Work to complete:
Copy out the data below line for line, keeping every character unchanged.

** BEGIN Information given **

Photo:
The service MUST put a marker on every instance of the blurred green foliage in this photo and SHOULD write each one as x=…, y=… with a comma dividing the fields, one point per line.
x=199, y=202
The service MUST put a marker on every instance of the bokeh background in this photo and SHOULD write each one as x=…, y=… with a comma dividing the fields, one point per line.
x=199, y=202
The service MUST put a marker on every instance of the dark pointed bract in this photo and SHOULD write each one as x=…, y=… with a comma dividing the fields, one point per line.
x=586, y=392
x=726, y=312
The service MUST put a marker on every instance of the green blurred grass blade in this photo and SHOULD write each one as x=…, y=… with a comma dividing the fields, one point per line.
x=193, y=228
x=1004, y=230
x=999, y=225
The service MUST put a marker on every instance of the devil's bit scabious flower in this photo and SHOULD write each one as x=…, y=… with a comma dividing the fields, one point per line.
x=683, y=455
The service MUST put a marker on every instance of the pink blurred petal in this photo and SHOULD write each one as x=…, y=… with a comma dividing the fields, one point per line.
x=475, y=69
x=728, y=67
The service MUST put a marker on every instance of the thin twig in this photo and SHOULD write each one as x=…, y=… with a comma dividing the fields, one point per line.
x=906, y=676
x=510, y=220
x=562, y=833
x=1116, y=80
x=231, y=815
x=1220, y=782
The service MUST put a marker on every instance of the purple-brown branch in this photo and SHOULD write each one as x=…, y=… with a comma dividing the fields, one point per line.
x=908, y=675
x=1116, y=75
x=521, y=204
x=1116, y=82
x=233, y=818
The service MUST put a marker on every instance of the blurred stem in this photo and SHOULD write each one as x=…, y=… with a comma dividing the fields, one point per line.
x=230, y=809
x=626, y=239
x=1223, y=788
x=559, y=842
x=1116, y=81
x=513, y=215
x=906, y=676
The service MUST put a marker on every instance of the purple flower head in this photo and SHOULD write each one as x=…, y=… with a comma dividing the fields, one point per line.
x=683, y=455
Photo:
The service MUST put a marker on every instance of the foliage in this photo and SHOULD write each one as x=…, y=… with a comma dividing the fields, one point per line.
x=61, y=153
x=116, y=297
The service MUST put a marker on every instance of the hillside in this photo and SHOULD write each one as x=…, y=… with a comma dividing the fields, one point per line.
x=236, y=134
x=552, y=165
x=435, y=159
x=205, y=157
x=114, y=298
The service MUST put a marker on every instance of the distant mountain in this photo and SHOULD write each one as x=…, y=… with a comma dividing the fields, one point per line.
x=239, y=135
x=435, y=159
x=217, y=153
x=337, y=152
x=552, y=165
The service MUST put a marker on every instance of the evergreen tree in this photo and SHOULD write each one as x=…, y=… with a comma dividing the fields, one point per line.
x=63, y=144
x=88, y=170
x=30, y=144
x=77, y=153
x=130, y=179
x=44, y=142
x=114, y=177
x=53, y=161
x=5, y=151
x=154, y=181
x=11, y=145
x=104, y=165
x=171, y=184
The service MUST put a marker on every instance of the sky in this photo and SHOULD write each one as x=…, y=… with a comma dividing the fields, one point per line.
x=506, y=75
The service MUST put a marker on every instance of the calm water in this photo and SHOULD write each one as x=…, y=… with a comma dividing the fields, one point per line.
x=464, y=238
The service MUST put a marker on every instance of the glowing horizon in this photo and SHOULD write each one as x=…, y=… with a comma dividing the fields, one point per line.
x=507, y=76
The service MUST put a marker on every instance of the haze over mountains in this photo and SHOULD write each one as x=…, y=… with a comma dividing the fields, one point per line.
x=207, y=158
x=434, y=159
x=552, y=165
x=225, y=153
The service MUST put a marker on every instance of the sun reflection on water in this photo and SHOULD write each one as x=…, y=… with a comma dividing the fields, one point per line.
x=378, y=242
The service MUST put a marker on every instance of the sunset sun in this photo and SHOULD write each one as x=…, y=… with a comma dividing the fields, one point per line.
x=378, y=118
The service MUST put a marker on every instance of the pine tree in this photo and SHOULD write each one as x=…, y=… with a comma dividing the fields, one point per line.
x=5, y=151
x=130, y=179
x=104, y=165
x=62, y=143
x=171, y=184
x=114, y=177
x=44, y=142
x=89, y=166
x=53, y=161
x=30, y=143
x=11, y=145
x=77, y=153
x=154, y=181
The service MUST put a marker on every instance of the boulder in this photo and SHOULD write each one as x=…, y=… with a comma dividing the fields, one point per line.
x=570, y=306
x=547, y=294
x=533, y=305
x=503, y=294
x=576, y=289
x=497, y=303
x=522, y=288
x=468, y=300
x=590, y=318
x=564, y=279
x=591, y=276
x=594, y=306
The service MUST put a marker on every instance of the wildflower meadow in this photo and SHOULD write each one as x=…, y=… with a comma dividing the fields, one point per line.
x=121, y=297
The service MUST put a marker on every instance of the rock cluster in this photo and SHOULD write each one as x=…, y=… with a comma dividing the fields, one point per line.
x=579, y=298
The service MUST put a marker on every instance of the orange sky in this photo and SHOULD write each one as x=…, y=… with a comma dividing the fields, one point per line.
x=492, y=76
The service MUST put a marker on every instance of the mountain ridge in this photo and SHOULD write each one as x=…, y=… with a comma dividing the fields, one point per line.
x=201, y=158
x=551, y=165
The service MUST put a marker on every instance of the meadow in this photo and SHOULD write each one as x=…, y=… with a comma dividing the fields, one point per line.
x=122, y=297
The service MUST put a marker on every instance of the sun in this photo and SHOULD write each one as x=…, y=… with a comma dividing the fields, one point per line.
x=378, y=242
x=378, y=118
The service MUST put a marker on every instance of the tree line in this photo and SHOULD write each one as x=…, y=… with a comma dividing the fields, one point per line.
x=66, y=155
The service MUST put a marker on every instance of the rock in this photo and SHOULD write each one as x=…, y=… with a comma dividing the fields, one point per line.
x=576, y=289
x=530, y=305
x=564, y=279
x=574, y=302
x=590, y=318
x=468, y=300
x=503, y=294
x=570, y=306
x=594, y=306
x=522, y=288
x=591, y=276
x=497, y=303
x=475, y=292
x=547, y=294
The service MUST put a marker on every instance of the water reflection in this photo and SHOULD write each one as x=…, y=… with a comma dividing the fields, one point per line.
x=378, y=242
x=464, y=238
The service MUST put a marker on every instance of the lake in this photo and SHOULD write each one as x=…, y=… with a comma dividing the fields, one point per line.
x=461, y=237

** END Information given **

Answer to the task:
Photo:
The service MUST put a marker on every instance of the blurred green foliage in this photo and SHOULD write each one as x=…, y=… with a comma dividing the fields, one point per line.
x=199, y=202
The service MUST put a marker on every instance of the bokeh background in this photo and SHOULD write each one as x=…, y=… with a comma dividing the fields, one point per line.
x=199, y=202
The service MUST put a marker on every instance of the dark pointed bract in this photo and SHOULD write each one as x=…, y=… with a comma dividing the fields, one point per line.
x=586, y=392
x=726, y=312
The service MUST put a marker on every instance of the green blurred grass blade in this photo and SHOULD write each one as x=…, y=… with a comma dividing the fields, one point per line.
x=193, y=228
x=1004, y=230
x=999, y=225
The service MUST put a marker on every instance of the devil's bit scabious flower in this photo and SHOULD write each one as x=…, y=… with a comma dividing the fields, one point per line.
x=683, y=455
The service MUST put a marker on every instance of the pink blurred petal in this photo and SHOULD write each one as x=…, y=… with a comma dividing the fields, one point per line.
x=475, y=69
x=728, y=67
The service MUST put a marker on every instance of the thin twig in this photo and SHOULD write each one as x=…, y=… with a comma dividing the fields, one point per line.
x=906, y=676
x=510, y=220
x=562, y=833
x=1116, y=80
x=231, y=815
x=1220, y=782
The service MUST put a marker on every instance of the purple-brown branch in this photo and SHOULD write each one as x=…, y=… with a comma dividing the fields, one point per line.
x=908, y=675
x=1116, y=75
x=521, y=204
x=1116, y=82
x=233, y=818
The service MUST put a marker on every instance of the blurred stem in this photo and SHOULD write each one as x=…, y=… with a comma dividing the fields, one point per line.
x=230, y=809
x=626, y=239
x=1223, y=788
x=559, y=842
x=1116, y=81
x=513, y=215
x=906, y=676
The service MUST put a marker on every instance of the purple flower head in this photo and SHOULD write each one as x=…, y=… with a comma dividing the fields, one point per line.
x=683, y=455
Photo:
The service MUST put a marker on every instance of the foliage in this photo and SHOULD write each one as x=…, y=… with a comma dividing the fields, one point per line.
x=61, y=153
x=116, y=297
The service MUST put a marker on every instance of the hillside in this photo and SHOULD write each one as x=…, y=… with a comma dividing the fields, one point per line.
x=236, y=134
x=552, y=165
x=435, y=159
x=205, y=157
x=114, y=298
The service MUST put a marker on every instance of the distant mountain in this photo and SHOULD write each one as x=…, y=… with a comma dividing the fields, one point per line.
x=239, y=135
x=435, y=159
x=217, y=153
x=337, y=152
x=552, y=165
The service MUST put a marker on every instance of the evergreen tree in this photo and SHOULD write each one as x=…, y=… with a comma dividing the fields, one point per line.
x=63, y=144
x=88, y=170
x=30, y=144
x=77, y=153
x=130, y=179
x=44, y=142
x=114, y=177
x=53, y=161
x=5, y=151
x=154, y=181
x=11, y=145
x=104, y=165
x=171, y=184
The service MUST put a marker on every instance of the sky in this photo and SHOULD write each one as x=…, y=… with a comma dividing the fields, one point per line.
x=506, y=75
The service MUST put a marker on every instance of the calm water in this photo and SHOULD write each one as x=…, y=… with a comma dividing the fields, one point per line.
x=464, y=238
The service MUST put a marker on every instance of the glowing horizon in this photo and SHOULD write each one as x=…, y=… with a comma dividing the fields, one point per line.
x=507, y=76
The service MUST put a marker on every instance of the haze over mountains in this photo and SHOULD write each one as x=…, y=… with a comma dividing the fields, one point per line.
x=207, y=158
x=434, y=159
x=552, y=165
x=225, y=153
The service MUST put a marker on every instance of the sun reflection on water in this photo and SHOULD write each one as x=…, y=… with a comma dividing the fields, one point per line.
x=378, y=242
The service MUST put a marker on every instance of the sunset sun in this photo and SHOULD write each one as x=…, y=… with a comma dividing the fields, one point per line.
x=378, y=118
The service MUST put a marker on every instance of the pine tree in this photo and SHOULD write each one as x=…, y=… with a comma dividing the fields, one point per line.
x=5, y=151
x=130, y=179
x=104, y=165
x=62, y=143
x=171, y=184
x=114, y=177
x=44, y=142
x=89, y=166
x=53, y=161
x=30, y=143
x=11, y=145
x=77, y=153
x=154, y=181
The service MUST put a marker on every instance of the boulder in this photo and SHOULD write each one as x=…, y=… with a comma dividing the fields, one point per line.
x=570, y=306
x=547, y=294
x=533, y=305
x=503, y=294
x=576, y=289
x=497, y=303
x=522, y=288
x=468, y=300
x=590, y=318
x=564, y=279
x=591, y=276
x=594, y=306
The service MUST put a marker on every instance of the wildflower meadow in this photo and SHOULD write each one as x=…, y=… with a comma dividing the fields, one point per line.
x=121, y=297
The service MUST put a marker on every instance of the rock cluster in this photo and SHOULD write each one as x=…, y=… with a comma dividing the fields, one point per line.
x=579, y=298
The service MUST put a marker on every instance of the orange sky in this photo and SHOULD write each one as x=…, y=… with a comma dividing the fields, one point per line.
x=492, y=76
The service MUST put a marker on every instance of the mountain ridge in this photo and SHOULD write each one as x=…, y=… with a comma dividing the fields, one point per line.
x=201, y=158
x=551, y=165
The service MUST put a marker on every instance of the meadow in this photo and SHOULD write each one as x=…, y=… with a comma dividing the fields, one point per line.
x=122, y=297
The service MUST put a marker on every instance of the sun in this photo and SHOULD write each one as x=…, y=… with a comma dividing the fields, one point per line.
x=378, y=242
x=378, y=118
The service MUST put a marker on every instance of the tree line in this photo and SHOULD write each one as x=…, y=… with a comma dividing the fields, one point per line.
x=66, y=155
The service MUST put a marker on every instance of the rock in this photo and SHOULD write each one as x=…, y=… with a comma dividing the fields, one point per line.
x=576, y=289
x=530, y=305
x=564, y=279
x=574, y=302
x=590, y=318
x=468, y=300
x=503, y=294
x=570, y=306
x=594, y=306
x=522, y=288
x=591, y=276
x=497, y=303
x=475, y=292
x=547, y=294
The service MUST put a marker on every instance of the water reflection in this photo and SHOULD write each one as x=…, y=… with a comma dividing the fields, one point per line.
x=378, y=242
x=464, y=238
The service MUST put a marker on every instance of the lake in this photo and SHOULD write each one as x=…, y=… with a comma dividing the fields, one point per line.
x=461, y=237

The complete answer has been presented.